==== TEXT SEGMENT ====

What does a 40% protein diet actually mean?
Many feeds boast high protein values. On one hand, protein requirements for fish are well researched and dictate how feeds are produced. On the other hand, protein is valuable. Feed companies know high protein diets can command a higher price-tag. This environment has created an interesting, and quite complicated, situation.
In nature, many fish eat other fish. This leads many people to assume that more protein is simply better. However, too much protein can be detrimental in terms of water quality, as extra protein will pass through fish and into the environment. We try to balance our formulations with respect to protein and energy—supplying protein in levels that will support maximum gain (protein accumulation) and utilizing better forms of energy (fats) for energetic considerations. This balance is called protein to energy ratios.
We will save going into specific detail about ingredients for a later time. For now, let’s just explore what “40% protein” on a tag actually means and the different approaches to achieving it.
Diets are comprised of a number of components. Each component supplies a unique set of nutritional compositional details. Many ingredients by themselves are higher than 40% protein, especially animal-based protein sources like fish and animal meal. Each of these protein sources vary in nutritional make-up…and price. Creating a feed for fish is a complex and multifaceted task, and formulations vary in terms of the ultimate result. While many people immediately think they want a feed that produces the fastest growth, others may want to balance growth with environmental impacts (like phosphorus discharge). Others may take into consideration fish health and well-being. Focusing on one particular outcome often comes at the expense of another, hence the difficulty in providing high quality fish feeds for such a diverse marketplace.
There are multiple grades and qualities of protein sources which we will dive more into at a later time, and there are multitudes of protein sources than can be utilized for the formulation and production of fish feeds. In the table below we are providing a simple, abbreviated chart of some of the more common ingredient sources used in fish food production and an approximate idea of their compositions.

====

**WORK ORDER A**
Using the fish feed text, decide whether each statement agrees with it: (i) too much protein in a diet can harm water quality; (ii) plant-based sources are singled out as the ingredients especially likely to exceed 40% protein; (iii) focusing on one outcome in a feed formulation comes at no cost to other outcomes. For each, answer yes or no and quote the deciding words.
**WORK ORDER B**
Write the next part of the fish feed text, continuing from its final sentence.
You won't need the records for anything here.

==== EXTRACTED RECORDS ====

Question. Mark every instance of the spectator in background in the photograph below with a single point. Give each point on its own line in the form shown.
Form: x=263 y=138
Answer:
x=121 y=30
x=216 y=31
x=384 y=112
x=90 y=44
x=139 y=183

====

**ANSWER SECTION A**
(i) Yes: "too much protein can be detrimental in terms of water quality"
(ii) No: "especially animal-based protein sources like fish and animal meal"
(iii) No: "Focusing on one particular outcome often comes at the expense of another"

**ANSWER SECTION B**
|Animal Protein Sources||% Protein||% Fat||% Ash||% Fiber|
|Fish Meals||50-80||8-15||10-25||> 1.0|
|Poultry Meals||49-64||10-25||11-25||> 1.3|
|Plant Protein Sources|
|Soy Products||38-75||1-20||1-50||3 – 30|
As many of you may notice, most of the ingredients have crude protein values higher than 40%. In order to achieve a final feed protein value lower than the individual protein source, the diet needs to be “diluted” down. If you have an ingredient with a high protein (ie. Fish meal), it needs to be mixed with something with a low protein (corn) in order to bring the average protein down. The higher the protein level of the specific ingredient, the more dilution is required. This presents a crucial decision to nutritionists: what protein source do you use and how do you fill out the rest of the formulation? These decisions will ultimately determine not only the cost of the feed, but also its performance with respect to fish growth and health, as well as its potential impacts on the environment.
To further complicate this, traditional floating fish feeds are extruded. Extrusion only works with starches and carbohydrates…which fish don’t generally eat. Fish and animal meals do not contain much starch content. Without starches the feed will fall apart and will not float. For example, a fish feed pellet comprised entirely of fish meal would overcook in an extruder and create an unstable and fast sinking pellet. Typically, plant products are utilized as starch sources. The long term effects of floating feeds high in starches and carbohydrates are poorly understood in fish and an area of active research and interest for us here at Optimal Fish Food.
Optimal Fish Food takes the approach of using high quality ingredients for not only the main protein source, but for ALL of the ingredients. Many of the conventional “dilution” type ingredients bring along sources of undesirable components. These are antinutritional factors like phytic acid and trypsin inhibitors, xanthophylls which can cause fillets to yellow, improperly balanced minerals which can facilitate disease, or low digestibility which can decrease water quality.
As indicated by the chart, there are a wide variety of protein sources and grades to choose from. We’ll talk more about how we choose from that list and how we go about evaluating our ingredient choices in our next installment.